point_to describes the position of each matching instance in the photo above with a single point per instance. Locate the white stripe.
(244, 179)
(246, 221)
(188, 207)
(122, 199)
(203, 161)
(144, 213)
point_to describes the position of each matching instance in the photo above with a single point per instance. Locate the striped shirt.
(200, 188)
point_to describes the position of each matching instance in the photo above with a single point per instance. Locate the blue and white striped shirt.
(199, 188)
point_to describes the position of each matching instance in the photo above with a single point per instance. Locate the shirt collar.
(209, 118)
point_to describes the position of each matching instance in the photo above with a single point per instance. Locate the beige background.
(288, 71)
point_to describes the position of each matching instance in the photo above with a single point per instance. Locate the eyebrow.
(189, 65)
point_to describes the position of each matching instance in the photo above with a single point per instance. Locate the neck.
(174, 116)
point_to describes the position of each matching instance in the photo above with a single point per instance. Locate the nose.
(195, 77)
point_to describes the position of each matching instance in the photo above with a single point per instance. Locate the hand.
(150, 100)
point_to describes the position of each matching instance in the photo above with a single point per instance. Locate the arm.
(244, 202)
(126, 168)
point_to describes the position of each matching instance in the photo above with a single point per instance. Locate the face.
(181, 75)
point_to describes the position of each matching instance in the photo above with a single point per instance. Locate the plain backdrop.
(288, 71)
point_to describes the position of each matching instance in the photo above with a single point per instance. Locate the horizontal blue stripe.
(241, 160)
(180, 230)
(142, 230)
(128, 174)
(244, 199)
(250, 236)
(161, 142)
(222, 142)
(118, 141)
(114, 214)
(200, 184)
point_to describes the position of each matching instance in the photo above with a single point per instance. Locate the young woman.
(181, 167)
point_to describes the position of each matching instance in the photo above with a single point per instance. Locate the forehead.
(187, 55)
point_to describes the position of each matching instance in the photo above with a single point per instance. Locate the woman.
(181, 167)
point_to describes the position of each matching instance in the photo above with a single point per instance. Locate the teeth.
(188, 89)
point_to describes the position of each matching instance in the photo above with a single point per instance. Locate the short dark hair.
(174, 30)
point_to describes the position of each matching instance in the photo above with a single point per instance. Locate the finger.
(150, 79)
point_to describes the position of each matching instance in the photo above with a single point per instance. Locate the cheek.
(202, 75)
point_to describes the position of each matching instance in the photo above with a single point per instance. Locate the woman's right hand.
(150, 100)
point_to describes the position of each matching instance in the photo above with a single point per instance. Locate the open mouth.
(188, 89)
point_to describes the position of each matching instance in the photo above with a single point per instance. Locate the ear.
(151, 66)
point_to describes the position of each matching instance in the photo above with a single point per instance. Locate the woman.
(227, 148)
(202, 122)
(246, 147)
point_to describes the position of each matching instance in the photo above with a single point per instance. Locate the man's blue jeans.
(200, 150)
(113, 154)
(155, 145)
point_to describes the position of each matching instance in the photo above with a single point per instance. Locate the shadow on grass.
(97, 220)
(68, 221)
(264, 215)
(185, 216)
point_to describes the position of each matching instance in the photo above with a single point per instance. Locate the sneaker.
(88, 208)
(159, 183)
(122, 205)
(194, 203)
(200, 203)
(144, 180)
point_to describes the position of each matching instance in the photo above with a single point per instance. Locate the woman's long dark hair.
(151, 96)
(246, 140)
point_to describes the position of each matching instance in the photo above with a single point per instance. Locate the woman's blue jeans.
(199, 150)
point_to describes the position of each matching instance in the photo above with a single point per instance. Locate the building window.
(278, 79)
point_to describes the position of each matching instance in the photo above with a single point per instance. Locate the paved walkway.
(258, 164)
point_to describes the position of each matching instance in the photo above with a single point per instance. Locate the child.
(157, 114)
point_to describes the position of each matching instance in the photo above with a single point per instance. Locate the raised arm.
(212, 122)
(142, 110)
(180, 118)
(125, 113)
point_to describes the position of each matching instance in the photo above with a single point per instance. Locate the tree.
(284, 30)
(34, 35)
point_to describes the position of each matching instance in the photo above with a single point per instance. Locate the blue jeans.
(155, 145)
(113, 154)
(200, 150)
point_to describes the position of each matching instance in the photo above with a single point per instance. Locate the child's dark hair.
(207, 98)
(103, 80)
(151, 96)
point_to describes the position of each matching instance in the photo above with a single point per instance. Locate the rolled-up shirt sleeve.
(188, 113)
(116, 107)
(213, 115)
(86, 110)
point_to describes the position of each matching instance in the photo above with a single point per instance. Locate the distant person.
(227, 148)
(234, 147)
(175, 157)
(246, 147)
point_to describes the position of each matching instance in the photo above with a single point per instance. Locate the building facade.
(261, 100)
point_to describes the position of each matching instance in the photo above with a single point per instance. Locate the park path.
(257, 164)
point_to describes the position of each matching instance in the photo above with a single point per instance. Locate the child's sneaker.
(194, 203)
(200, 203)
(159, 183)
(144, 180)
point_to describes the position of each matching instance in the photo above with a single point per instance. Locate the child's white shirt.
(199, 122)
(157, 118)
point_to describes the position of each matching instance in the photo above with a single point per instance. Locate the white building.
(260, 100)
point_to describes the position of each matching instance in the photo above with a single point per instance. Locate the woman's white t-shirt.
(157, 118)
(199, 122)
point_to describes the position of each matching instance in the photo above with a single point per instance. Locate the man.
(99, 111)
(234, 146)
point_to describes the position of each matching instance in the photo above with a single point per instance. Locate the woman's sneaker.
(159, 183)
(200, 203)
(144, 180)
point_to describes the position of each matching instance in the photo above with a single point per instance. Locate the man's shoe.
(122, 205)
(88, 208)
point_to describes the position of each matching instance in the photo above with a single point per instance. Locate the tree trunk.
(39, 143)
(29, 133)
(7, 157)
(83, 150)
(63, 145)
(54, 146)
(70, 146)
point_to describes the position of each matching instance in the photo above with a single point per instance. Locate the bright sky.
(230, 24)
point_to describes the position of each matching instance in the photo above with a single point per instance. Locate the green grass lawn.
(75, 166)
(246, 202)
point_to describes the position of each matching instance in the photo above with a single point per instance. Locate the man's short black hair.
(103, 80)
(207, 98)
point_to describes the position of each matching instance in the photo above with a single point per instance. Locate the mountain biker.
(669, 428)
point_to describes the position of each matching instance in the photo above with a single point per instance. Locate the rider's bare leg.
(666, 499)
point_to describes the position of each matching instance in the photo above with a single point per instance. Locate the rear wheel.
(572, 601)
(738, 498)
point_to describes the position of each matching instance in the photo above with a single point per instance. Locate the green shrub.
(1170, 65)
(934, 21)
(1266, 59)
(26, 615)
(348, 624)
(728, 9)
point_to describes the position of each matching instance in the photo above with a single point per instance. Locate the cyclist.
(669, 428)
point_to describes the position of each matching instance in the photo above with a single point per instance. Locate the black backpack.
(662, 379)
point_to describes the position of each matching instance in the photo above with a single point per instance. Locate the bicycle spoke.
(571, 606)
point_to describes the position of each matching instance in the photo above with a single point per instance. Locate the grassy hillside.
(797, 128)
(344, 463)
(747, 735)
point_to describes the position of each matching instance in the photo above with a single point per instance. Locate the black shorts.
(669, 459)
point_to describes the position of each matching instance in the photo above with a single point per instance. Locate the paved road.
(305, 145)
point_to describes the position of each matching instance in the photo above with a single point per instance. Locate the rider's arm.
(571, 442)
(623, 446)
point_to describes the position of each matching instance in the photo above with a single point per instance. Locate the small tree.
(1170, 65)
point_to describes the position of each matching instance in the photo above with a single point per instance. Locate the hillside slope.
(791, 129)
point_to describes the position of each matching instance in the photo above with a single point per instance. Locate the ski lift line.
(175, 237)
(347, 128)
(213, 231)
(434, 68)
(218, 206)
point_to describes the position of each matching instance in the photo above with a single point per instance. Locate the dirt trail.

::::

:: What the task asks ::
The material should be transcribed exactly, every line included.

:: Task response ::
point_to describes the position of each matching instance in the photo above with a single point per instance. Locate the white stripe.
(244, 179)
(246, 221)
(188, 207)
(122, 199)
(203, 161)
(144, 213)
point_to describes the position of each matching instance in the photo above with a single point per instance. Locate the striped shirt.
(200, 188)
point_to describes the position of each matching instance in the photo above with a single point per instance. Locate the blue and white striped shirt.
(199, 188)
point_to describes the position of each matching instance in the photo above with a single point per instance. Locate the shirt collar.
(209, 118)
point_to describes the position of each matching instance in the photo above with a single point per instance. Locate the beige background.
(288, 71)
point_to describes the position of each matching instance in the photo above with a single point per instance. Locate the eyebrow.
(189, 65)
point_to describes the position of each matching instance in the photo above with a single point per instance. Locate the neck.
(174, 116)
point_to describes the position of each matching instance in the photo above with a single point per instance. Locate the nose.
(195, 77)
point_to describes the position of each matching instance in the photo above with a single point per instance. Locate the hand.
(150, 100)
point_to describes the position of each matching instance in the photo above with a single point per instance. Locate the arm.
(244, 202)
(126, 168)
point_to describes the position of each matching instance in the photo above with a single point per instance. Locate the face.
(181, 75)
point_to describes the position of each matching instance in the photo above with a single point per instance. Locate the plain backdrop.
(288, 71)
point_to describes the position of each matching instance in the photo above with a single point per instance. Locate the horizontal blue stripe.
(241, 160)
(180, 230)
(142, 230)
(128, 174)
(244, 199)
(250, 236)
(161, 142)
(222, 142)
(118, 141)
(114, 214)
(200, 184)
point_to describes the position of each matching instance in the photo above with a single point per instance. Locate the young woman.
(181, 167)
point_to describes the position of each matching instance in the photo above with a single point per instance. Locate the forehead.
(187, 55)
point_to describes the position of each matching instance in the photo above with a single point per instance. Locate the woman.
(181, 167)
point_to describes the position of each matching instance in the photo above with a single point per instance. Locate the teeth.
(188, 89)
point_to describes the position of each matching instance in the photo above with a single point per instance. Locate the short dark hair.
(174, 30)
point_to describes the position of each matching instance in the photo above with a single point per instance. Locate the finger.
(150, 79)
point_to describes the position of each matching instance in the photo above with a single point per instance. Locate the cheek.
(202, 75)
point_to describes the position of each matching instance in the photo above with a single point per instance. Locate the woman's right hand.
(150, 100)
point_to describes the position of each matching instance in the photo above with a single point per instance. Locate the open mouth.
(188, 89)
point_to describes the position of each matching instance in the photo above with a single point per instance. Locate the ear.
(151, 66)
point_to describes the position of each matching instance in the photo above with a single point per instance. Locate the woman.
(227, 148)
(202, 122)
(246, 147)
point_to describes the position of each matching instance in the photo above with a single point per instance. Locate the man's blue jeans.
(200, 150)
(113, 154)
(155, 145)
point_to describes the position of each matching instance in the photo above with a single point per instance. Locate the shadow on grass.
(97, 220)
(68, 221)
(264, 215)
(185, 216)
point_to describes the position of each matching instance in the photo above with a single point per instance. Locate the sneaker.
(88, 208)
(159, 183)
(122, 205)
(194, 203)
(200, 203)
(144, 180)
point_to describes the position of each matching instance in the photo above with a single point per instance. Locate the woman's long dark hair.
(151, 96)
(246, 140)
point_to describes the position of each matching instance in the photo above with a single point per instance. Locate the woman's blue jeans.
(199, 150)
point_to describes the position of each matching instance in the photo above with a single point per instance. Locate the building window.
(278, 79)
point_to describes the position of each matching instance in the photo above with a single point per instance. Locate the paved walkway.
(258, 164)
point_to describes the position of each matching instance in the photo above with a single point per instance. Locate the child.
(157, 114)
point_to describes the position of each matching instance in the photo above with a single point per instance. Locate the raised arm.
(212, 122)
(142, 110)
(180, 118)
(125, 113)
point_to describes the position of each matching instance in the photo above with a single point per instance. Locate the tree.
(284, 30)
(34, 35)
point_to describes the position of each matching instance in the photo above with a single point per instance. Locate the blue jeans.
(155, 145)
(113, 154)
(200, 150)
point_to describes the position of each matching instance in the photo above with a single point per instance. Locate the child's dark hair.
(207, 98)
(103, 80)
(151, 96)
point_to describes the position of each matching instance in the photo above with a single point per instance. Locate the rolled-up shirt sleeve.
(188, 113)
(116, 107)
(213, 115)
(86, 110)
point_to describes the position of each matching instance in the photo above with a single point per instance. Locate the distant person.
(227, 148)
(234, 147)
(175, 157)
(246, 147)
point_to describes the position of each matching instance in the photo above with a single point per instance. Locate the building facade.
(261, 100)
point_to describes the position of each matching instance in the photo above with a single point per instance. Locate the park path.
(257, 164)
point_to describes the position of each matching instance in the photo above with a single point per instance. Locate the child's sneaker.
(194, 203)
(200, 203)
(159, 183)
(144, 180)
point_to describes the position of each matching instance in the photo above with a single point per instance. Locate the child's white shirt.
(199, 122)
(157, 118)
point_to describes the position of each matching instance in the photo above with a single point per instance. Locate the white building.
(260, 100)
point_to describes the position of each matching instance in the photo above with a single point per instance. Locate the woman's white t-shirt.
(157, 118)
(199, 122)
point_to describes the position of each matching instance in the photo above with a single point per instance. Locate the man.
(99, 111)
(234, 146)
point_to describes the position of each matching instance in the photo above with a single point per instance. Locate the woman's sneaker.
(159, 183)
(200, 203)
(144, 180)
point_to describes the position of each matching instance in the photo above with a single point per instance. Locate the man's shoe.
(122, 205)
(88, 208)
point_to describes the position of each matching instance in the photo above with a single point per instance. Locate the tree trunk.
(39, 143)
(29, 133)
(7, 157)
(83, 150)
(63, 145)
(54, 146)
(70, 146)
point_to describes the position of each matching instance in the photo above with a single point per instance. Locate the bright sky.
(230, 24)
point_to describes the position of each matching instance in the photo above with a single point per instance. Locate the green grass lawn.
(75, 166)
(246, 202)
point_to describes the position of each matching instance in the photo above with a single point per instance. Locate the man's short black hair.
(103, 80)
(207, 98)
point_to describes the position of each matching instance in the photo above with a single point per instance. Locate the mountain biker.
(669, 428)
point_to describes the position of each matching instance in the photo above with a single point per instance. Locate the rider's bare leg.
(666, 499)
point_to describes the position of each matching instance in the photo above with a single point per instance. Locate the rear wheel.
(572, 601)
(738, 498)
point_to describes the position of each matching instance in the photo above with a single point per instance. Locate the green shrub.
(1170, 65)
(934, 21)
(1266, 59)
(26, 615)
(348, 624)
(728, 9)
point_to describes the position of each matching instance in the photo above with a single point per instance. Locate the cyclist.
(669, 428)
point_to describes the position of each matching instance in the photo above with a single point per instance. Locate the black backpack.
(662, 379)
point_to describes the position of each matching instance in the photo above with a single point per instance. Locate the bicycle spoke.
(571, 606)
point_to describes the position of each matching instance in the photo above with a single point per instance. Locate the grassy hillside.
(797, 128)
(344, 463)
(747, 735)
point_to describes the position of each matching instance in the photo above with a single point per instance. Locate the black shorts.
(669, 459)
point_to describes the position of each matching instance in the photo above with a single point per instance. Locate the paved road.
(305, 145)
point_to describes the position of each matching instance in the photo above with a single point per instance. Locate the rider's arm.
(571, 442)
(623, 446)
point_to describes the position of each matching instance in the photo above with a single point per instance. Locate the small tree.
(1170, 65)
point_to describes the position of each matching instance in the photo above with a single point per instance. Locate the hillside slope.
(791, 129)
point_to describes the position of each matching instance in the photo above with a single point per instance. Locate the ski lift line.
(175, 237)
(347, 128)
(213, 231)
(434, 68)
(218, 206)
point_to describes the position of each matching instance in the photo above with a single point per instance. Locate the dirt trail.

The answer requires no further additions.